Entries from a dataset:
- - -
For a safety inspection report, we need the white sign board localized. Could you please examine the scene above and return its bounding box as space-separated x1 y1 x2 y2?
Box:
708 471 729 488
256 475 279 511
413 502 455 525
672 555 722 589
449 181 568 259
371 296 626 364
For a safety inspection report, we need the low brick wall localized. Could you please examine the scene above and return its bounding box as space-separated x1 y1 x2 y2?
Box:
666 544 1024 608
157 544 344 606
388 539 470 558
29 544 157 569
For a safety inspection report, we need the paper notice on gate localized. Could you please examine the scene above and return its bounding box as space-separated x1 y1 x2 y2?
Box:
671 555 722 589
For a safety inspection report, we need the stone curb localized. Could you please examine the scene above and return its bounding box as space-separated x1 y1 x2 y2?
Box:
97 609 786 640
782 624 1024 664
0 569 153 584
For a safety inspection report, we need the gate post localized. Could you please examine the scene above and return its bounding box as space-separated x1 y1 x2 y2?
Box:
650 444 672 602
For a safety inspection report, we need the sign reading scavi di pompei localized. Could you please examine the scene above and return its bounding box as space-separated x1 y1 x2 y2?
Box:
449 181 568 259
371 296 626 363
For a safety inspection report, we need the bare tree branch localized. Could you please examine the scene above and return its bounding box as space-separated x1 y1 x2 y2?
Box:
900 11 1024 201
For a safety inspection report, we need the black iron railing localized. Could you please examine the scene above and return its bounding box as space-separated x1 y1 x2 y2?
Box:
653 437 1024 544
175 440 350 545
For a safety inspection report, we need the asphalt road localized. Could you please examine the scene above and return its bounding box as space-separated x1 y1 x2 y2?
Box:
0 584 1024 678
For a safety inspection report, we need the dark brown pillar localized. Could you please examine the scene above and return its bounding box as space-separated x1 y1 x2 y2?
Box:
- - -
* [Stated goal] Begin at the line that contains "For a safety inspection report, we need the low" and continue through the end of the items. Write out every line again, requests included, and add 79 to each bounding-box coordinate in the answers.

* [Written reply]
For a safety inspection report, we need the low brick wall localized. Could you please examine the scene above and return its bounding box as space-separated x1 y1 x2 y2?
Box:
745 623 1103 687
236 623 423 685
467 618 549 637
108 623 236 648
For a safety inspection report, we need the paper notice on gate localized. Could you please examine the scene above and return its bounding box as space-separated x1 y1 x2 y2?
Box:
750 634 801 668
For a safety inspection report, we need the stone curb localized. Could you please examine the scene above and return its bounding box as space-separated x1 y1 x2 y2?
Box:
176 688 865 719
861 703 1103 743
79 648 232 663
For a safety inspection report, we need the gate post localized. Could you please examine the scene above and return its bounding box as space-separated x1 y1 x2 y2?
Box:
729 523 751 681
For a safety inspection report, we need the sign reading scavi di pompei localized. Could you please examine the scene above and return its bounding box as space-separated x1 y1 x2 y2?
Box:
528 260 647 338
450 375 705 442
For a safety inspection report, we need the bare tree branch localized. Could you please examine the scene above and return its bounding box as space-separated x1 y1 x2 y2?
Box:
979 90 1103 280
For a safety inspection report, we need the black iron railing localized. Could you please examine the scene above and return its bounding box as space-separated x1 y1 x2 y2?
Box:
732 516 1103 623
254 519 429 624
For a safety inspection report, we need the asphalt road localized. Could you please examine the scene above and return its bounding box as space-separated x1 y1 x2 y2?
Box:
79 663 1103 757
For a safety inspection report, we need the dark brown pillar localized. Could you please examine the scene above and return its bounding box as space-separated x1 y1 x2 y2?
Box:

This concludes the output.